-- Your goal --
Edit the items below from their first line through the line containing "column 232, row 442": replace "Coordinates" with "Location", leave everything else unchanged, and give back only those lines.

# # #

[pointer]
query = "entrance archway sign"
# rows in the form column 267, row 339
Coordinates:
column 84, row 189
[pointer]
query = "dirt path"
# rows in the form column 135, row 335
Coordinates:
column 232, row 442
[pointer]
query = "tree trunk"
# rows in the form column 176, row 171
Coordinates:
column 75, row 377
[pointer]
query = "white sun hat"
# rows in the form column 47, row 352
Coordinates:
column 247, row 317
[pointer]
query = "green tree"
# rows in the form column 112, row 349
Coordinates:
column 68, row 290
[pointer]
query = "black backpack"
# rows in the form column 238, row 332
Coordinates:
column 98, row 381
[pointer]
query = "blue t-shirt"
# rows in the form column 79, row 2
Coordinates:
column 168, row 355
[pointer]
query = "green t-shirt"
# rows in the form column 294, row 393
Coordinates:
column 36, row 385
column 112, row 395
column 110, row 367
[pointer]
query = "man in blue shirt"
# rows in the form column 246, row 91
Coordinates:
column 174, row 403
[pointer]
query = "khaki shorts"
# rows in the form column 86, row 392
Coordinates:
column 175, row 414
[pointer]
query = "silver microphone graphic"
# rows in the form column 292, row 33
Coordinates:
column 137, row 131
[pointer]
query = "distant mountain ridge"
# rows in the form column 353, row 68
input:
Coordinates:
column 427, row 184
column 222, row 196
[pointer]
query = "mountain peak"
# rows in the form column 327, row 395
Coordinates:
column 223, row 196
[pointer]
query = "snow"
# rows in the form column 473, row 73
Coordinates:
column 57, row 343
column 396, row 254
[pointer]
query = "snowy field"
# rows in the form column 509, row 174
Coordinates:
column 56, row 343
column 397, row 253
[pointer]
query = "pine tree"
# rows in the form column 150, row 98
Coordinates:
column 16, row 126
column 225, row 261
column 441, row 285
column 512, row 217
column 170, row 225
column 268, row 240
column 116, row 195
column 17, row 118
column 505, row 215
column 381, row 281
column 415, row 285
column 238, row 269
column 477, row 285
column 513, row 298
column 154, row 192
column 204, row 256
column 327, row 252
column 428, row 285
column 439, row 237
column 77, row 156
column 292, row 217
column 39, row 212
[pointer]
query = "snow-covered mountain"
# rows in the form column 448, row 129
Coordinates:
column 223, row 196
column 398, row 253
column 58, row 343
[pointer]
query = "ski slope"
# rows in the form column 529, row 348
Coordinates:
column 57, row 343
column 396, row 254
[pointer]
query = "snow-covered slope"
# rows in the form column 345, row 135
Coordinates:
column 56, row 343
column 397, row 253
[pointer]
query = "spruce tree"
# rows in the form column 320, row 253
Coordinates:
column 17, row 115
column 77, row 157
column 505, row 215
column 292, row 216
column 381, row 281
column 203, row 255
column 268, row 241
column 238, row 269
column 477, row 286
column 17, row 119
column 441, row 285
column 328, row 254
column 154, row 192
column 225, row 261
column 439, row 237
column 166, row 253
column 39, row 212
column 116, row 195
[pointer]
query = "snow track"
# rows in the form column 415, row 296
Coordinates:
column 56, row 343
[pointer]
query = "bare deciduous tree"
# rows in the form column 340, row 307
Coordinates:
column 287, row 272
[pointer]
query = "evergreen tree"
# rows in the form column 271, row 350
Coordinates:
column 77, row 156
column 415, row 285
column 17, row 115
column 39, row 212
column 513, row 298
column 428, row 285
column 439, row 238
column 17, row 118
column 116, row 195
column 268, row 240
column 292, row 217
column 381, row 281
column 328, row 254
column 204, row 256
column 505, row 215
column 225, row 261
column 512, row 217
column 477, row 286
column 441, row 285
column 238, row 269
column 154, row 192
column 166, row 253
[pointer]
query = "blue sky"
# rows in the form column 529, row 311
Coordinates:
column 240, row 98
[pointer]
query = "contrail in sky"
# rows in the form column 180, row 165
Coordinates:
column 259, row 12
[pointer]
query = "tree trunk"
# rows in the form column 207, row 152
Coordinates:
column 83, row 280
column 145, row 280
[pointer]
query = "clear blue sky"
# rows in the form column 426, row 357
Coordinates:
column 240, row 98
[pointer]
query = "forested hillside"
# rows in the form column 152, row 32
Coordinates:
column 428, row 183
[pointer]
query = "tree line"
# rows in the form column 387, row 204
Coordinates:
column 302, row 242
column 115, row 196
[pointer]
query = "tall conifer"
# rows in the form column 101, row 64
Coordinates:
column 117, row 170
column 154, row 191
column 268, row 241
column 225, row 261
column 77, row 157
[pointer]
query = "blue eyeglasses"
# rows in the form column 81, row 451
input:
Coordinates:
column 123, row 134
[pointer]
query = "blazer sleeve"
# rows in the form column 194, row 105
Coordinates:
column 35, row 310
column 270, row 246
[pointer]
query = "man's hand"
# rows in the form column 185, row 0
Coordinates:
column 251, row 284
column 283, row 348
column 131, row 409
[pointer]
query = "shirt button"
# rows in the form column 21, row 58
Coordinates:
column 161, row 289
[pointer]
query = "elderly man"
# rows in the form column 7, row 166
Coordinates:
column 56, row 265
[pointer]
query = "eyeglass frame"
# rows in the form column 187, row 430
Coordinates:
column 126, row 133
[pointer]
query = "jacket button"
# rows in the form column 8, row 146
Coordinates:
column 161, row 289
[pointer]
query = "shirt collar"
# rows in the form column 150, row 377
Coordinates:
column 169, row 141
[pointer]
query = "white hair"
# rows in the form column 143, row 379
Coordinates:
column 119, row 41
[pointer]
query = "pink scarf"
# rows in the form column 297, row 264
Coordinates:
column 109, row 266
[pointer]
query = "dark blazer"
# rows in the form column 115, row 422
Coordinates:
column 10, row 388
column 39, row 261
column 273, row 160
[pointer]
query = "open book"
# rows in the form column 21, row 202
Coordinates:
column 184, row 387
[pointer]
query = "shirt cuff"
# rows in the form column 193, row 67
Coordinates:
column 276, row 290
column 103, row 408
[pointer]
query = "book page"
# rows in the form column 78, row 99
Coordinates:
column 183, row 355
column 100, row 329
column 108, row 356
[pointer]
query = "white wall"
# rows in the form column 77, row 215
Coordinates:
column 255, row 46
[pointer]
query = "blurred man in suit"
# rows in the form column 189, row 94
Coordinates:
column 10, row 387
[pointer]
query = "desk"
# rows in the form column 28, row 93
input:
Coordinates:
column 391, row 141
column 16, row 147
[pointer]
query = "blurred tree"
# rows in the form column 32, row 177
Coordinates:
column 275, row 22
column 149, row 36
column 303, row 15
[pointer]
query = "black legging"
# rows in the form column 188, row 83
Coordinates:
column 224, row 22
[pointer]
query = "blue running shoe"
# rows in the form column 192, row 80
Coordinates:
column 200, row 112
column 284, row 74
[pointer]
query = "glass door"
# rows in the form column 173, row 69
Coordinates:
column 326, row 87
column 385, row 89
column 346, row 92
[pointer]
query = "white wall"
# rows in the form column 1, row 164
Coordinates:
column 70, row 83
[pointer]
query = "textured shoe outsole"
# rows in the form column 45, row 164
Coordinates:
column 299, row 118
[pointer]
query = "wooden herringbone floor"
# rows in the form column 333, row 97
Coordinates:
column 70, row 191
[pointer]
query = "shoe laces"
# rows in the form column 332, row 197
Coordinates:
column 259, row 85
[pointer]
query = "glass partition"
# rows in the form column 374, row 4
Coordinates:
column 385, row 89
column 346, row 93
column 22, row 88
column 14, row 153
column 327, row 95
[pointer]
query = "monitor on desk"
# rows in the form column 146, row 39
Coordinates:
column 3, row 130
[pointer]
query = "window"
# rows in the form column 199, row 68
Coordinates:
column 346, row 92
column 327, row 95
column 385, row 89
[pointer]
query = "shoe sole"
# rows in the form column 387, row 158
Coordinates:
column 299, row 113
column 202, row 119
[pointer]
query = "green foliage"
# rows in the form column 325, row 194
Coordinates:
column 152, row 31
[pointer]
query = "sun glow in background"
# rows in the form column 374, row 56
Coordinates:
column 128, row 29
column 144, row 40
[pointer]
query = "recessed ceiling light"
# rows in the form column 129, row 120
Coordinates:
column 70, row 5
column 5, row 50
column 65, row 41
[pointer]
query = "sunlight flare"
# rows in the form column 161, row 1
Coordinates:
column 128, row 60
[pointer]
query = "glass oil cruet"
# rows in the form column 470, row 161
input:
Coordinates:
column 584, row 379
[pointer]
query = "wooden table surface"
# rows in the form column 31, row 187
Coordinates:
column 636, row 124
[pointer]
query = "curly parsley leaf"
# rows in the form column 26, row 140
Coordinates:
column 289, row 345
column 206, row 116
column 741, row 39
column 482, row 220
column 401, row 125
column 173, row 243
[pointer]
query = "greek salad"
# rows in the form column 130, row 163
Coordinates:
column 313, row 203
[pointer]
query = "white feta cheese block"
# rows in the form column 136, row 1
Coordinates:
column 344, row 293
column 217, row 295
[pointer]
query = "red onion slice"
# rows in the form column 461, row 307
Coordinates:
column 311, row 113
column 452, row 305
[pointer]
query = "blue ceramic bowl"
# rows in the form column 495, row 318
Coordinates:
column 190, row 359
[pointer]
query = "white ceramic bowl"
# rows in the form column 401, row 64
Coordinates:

# # #

-- Output --
[pointer]
query = "entrance archway sign"
# rows in the form column 267, row 339
Location:
column 84, row 189
[pointer]
query = "dirt path"
# rows in the form column 135, row 335
Location:
column 232, row 442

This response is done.